SET OF TASKS —
1. Reproduce the passage of the article on ACL re-injury from "While anterior cruciate" to "volleyball and soccer.".
2. Summarize the article on ACL re-injury in two sentences.
3. List every pivoting sport named in the article on ACL re-injury.

EXTRACT PROVIDED —
• • •

While anterior cruciate ligament (ACL) reconstruction surgery is a widely proven procedure, a Western orthopaedic surgeon says re-injury rates in young patients after such procedures are unacceptably high for those returning to pivoting sports like basketball, volleyball and soccer.
“Seeing your patients get back to the top level of their sport, which right now is at about 60 per cent of those with ACL injuries getting back to pre-injury level, we’d like to get that up to 90 per cent if we could, and that’s what’s exciting,” said Dr. Al Getgood, a Schulich School of Medicine & Dentistry professor and Fowler Kennedy Sport Medicine Clinic orthopaedic surgeon, specializing in disorders of the knee and shoulder.
In an attempt to address this concern, there has been renewed interest in the anterolateral ligament (ALL) of the knee, recently focused on by orthopaedic surgeons Drs. Steven Claes and Johan Bellemans of University Hospitals Leuven in Belgium, with whom Getgood is collaborating.
Only recently, Getgood said, has the function of the ALL – and its role in ACL injuries and reconstruction – been clarified. Along with colleagues at Western’s Interdisciplinary Development Initiative in Bone & Joint Health, Getgood is trying to further understand the function of the ALL.
While ACL reconstruction is pretty much the ‘go-to’ procedure in dealing with knee injuries, addressing the ALL and its role could further reduce the occurrence of re-injury. Right now, Getgood said such injuries come with a 20 per cent chance of re-injury following surgery in the younger age group (under 20 years old).
“If we can drop that down to 10 per cent, it would be wonderful,” he said. “The thing is, it’s really easy to think we do a good job until you critically look the literature.”
A recent paper published in the Journal of Anatomy by Claes and Bellemans is the first to study the origin and structure of the ALL. While ALL reconstruction is being performed in Belgium and France, a fuller understanding of the ligament is needed.

• • •

INFORMATION PROVIDED —
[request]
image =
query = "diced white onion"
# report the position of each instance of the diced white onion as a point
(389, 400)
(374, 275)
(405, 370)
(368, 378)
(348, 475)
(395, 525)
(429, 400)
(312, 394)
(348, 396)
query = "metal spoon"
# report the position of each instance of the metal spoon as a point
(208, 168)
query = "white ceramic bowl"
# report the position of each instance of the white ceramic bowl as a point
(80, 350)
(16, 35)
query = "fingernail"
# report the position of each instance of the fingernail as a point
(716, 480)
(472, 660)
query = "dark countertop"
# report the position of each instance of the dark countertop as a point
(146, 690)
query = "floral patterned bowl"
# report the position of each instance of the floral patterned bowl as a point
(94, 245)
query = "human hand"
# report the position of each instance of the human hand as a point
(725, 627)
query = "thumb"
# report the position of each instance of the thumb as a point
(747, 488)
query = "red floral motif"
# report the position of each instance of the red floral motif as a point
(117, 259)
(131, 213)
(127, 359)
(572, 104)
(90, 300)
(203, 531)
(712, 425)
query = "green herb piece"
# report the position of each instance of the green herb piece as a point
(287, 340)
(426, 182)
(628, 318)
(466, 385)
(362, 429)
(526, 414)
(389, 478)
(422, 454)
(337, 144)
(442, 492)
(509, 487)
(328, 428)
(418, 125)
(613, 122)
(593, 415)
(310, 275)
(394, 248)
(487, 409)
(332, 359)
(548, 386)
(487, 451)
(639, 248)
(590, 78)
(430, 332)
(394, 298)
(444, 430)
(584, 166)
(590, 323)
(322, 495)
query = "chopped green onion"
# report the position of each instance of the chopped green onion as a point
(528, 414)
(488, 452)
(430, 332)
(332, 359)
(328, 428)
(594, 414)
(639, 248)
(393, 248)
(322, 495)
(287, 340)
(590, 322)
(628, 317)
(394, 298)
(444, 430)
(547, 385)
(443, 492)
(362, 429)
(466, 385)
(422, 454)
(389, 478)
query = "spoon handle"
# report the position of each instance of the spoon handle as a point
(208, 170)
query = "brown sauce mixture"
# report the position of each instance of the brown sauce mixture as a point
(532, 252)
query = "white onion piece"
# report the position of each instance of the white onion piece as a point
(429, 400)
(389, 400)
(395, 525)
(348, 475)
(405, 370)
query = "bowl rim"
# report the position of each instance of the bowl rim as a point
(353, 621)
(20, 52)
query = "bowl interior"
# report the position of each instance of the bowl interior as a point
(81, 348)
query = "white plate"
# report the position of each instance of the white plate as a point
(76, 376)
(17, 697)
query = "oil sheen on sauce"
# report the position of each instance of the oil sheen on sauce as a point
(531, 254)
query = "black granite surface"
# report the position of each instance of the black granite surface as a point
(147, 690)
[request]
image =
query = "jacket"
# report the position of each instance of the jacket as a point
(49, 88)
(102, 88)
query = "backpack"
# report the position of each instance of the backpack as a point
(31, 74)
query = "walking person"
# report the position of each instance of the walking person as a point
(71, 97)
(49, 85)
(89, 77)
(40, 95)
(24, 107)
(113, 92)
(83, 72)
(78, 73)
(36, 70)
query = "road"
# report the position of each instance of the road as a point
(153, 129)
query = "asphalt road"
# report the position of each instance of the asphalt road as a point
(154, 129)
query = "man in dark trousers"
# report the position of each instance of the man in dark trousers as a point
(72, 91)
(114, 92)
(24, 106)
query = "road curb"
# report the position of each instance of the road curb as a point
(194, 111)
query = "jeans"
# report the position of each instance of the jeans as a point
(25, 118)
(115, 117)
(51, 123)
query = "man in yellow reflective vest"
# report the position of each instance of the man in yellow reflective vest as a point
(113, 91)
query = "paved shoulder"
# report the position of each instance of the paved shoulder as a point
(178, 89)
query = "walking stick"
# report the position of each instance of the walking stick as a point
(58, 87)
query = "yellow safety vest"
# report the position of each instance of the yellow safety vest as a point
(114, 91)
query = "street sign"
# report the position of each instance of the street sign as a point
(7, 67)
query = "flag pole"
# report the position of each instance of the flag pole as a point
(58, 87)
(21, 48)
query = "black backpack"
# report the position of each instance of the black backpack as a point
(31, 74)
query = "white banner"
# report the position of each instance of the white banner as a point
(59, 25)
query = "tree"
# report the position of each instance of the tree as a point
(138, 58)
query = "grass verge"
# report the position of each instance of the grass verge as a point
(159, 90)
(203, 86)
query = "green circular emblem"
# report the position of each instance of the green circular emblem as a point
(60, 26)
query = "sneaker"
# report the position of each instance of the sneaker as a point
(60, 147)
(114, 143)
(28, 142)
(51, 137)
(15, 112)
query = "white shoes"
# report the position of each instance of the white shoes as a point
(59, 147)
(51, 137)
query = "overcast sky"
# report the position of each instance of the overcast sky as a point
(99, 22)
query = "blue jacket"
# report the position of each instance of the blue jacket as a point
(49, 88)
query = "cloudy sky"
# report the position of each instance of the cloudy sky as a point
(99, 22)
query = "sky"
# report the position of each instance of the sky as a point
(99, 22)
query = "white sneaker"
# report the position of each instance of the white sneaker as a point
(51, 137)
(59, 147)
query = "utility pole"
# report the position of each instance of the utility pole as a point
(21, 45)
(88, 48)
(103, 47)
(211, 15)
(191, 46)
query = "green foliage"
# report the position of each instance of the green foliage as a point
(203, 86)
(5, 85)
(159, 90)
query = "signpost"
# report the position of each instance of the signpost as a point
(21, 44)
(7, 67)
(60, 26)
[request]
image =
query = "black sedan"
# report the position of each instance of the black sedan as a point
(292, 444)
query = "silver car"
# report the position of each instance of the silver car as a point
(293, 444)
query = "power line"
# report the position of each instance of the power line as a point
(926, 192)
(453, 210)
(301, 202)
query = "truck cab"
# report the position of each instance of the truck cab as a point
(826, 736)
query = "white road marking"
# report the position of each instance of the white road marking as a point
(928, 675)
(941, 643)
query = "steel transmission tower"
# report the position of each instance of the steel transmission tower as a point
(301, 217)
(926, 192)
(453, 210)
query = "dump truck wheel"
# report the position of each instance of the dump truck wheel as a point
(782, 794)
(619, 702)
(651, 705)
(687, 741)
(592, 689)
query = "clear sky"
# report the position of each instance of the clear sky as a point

• • •

ANSWER SET —
1.
While anterior cruciate ligament (ACL) reconstruction surgery is a widely proven procedure, a Western orthopaedic surgeon says re-injury rates in young patients after such procedures are unacceptably high for those returning to pivoting sports like basketball, volleyball and soccer.

2. Dr. Al Getgood, an orthopaedic surgeon at Western, says re-injury rates after ACL reconstruction are unacceptably high for young patients returning to pivoting sports, with about a 20 percent chance of re-injury in those under 20. He is working with surgeons in Belgium and with colleagues at Western to better understand the anterolateral ligament, since addressing its role could further reduce re-injury.

3. basketball, volleyball, soccer